• **Excerpted text**
Pursuant to an engagement letter dated August 26, 2021 (the “Financing Engagement Letter”), the Company engaged CF&Co. to act as exclusive financial advisor, placement agent and arranger in respect of one or more debt financing(s) contemplated by the Company from time to time, in connection with which CF&Co. agreed to perform certain customary services for the Company. Pursuant to the Financing Engagement Letter, CF&Co. will be entitled to a fee equal to 2.0% of the aggregate maximum principal amount of any senior or first lien debt committed or available to be committed to the Company, and 3.0% of the aggregate maximum principal amount of any subordinated debt or other junior capital committed or available to be committed to the Company. The fees payable in connection with the Financing Engagement Letter were paid on the Closing Date.

Sponsor PIPE Subscription Agreement in connection with PIPE Investment

Contemporaneously with the execution of the Merger Agreement, CF V entered into the PIPE Subscription Agreements with the PIPE Investors, including the Sponsor. Pursuant to the Sponsor’s PIPE Subscription Agreement, the Sponsor agreed to purchase 2,316,770 Ordinary Shares (subject to adjustment) for a purchase price of $10.00 per share and a purchase price of approximately $23.2 million. The PIPE Shares were issued on the Closing Date.

Amended and Restated Forward Purchase Contract

Contemporaneously with the execution of the Merger Agreement, CF V, the Company and the Sponsor entered into the Amended and Restated Forward Purchase Contract, pursuant to which the Sponsor agreed to purchase, and the Company agreed to issue and sell to the Sponsor, 1,250,000 Class A Ordinary Shares (subject to adjustment) and 333,333 Warrants to purchase Ordinary Shares for $11.50 each, for an aggregate purchase price of $10,000,000. On the Closing Date, the Forward Purchase Securities were issued to the Sponsor.

• **Items**

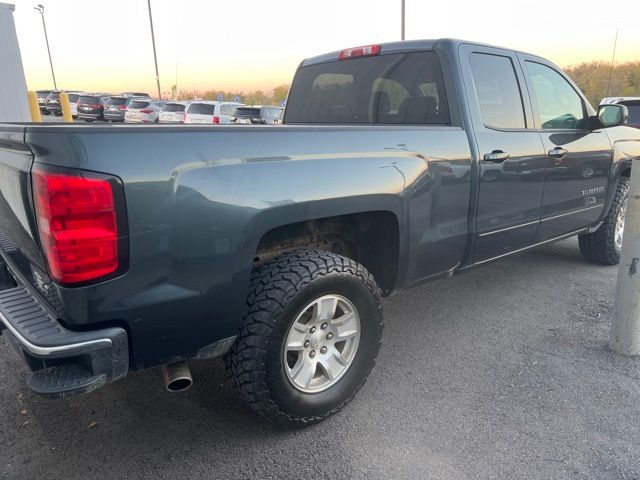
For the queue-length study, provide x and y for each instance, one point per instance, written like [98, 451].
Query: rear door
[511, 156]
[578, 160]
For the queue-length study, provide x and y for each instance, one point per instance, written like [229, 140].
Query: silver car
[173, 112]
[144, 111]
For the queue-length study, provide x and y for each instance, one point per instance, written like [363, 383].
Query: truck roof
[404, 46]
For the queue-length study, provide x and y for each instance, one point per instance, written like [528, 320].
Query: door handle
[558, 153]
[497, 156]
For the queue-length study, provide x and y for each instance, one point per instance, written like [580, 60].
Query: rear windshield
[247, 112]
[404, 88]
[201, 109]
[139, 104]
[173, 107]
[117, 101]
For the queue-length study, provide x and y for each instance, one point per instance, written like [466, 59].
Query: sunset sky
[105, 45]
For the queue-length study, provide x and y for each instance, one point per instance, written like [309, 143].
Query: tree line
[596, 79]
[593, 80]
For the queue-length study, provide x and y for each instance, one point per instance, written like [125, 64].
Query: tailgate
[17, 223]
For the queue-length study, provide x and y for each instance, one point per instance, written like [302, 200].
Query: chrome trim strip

• **Work to do**
1. List the roles the financing excerpt says the Company engaged CF&Co. to act in under the Financing Engagement Letter.
2. In the financing excerpt, turn the paragraph beginning "Contemporaneously with the execution of the Merger Agreement, CF V, the Company and the Sponsor" into a short bulleted list that keeps its main facts.
3. Answer these questions from the financing excerpt:
(a) What fee percentage applies to senior or first lien debt under the Financing Engagement Letter?
(b) What per-share purchase price did the Sponsor agree to pay under its PIPE Subscription Agreement?
(c) How many Class A Ordinary Shares did the Sponsor agree to purchase under the Amended and Restated Forward Purchase Contract?

• **Solutions to the exercise**
1.
- Exclusive financial advisor
- Placement agent
- Arranger

2.
- Parties: CF V, the Company and the Sponsor entered into the Amended and Restated Forward Purchase Contract at the same time the Merger Agreement was executed.
- Securities: the Sponsor agreed to buy, and the Company agreed to issue and sell, 1,250,000 Class A Ordinary Shares (subject to adjustment) and 333,333 Warrants to purchase Ordinary Shares for $11.50 each.
- Aggregate purchase price: $10,000,000.
- Issuance: the Forward Purchase Securities were issued to the Sponsor on the Closing Date.

3.
(a) 2.0% of the aggregate maximum principal amount
(b) $10.00 per share
(c) 1,250,000 (subject to adjustment)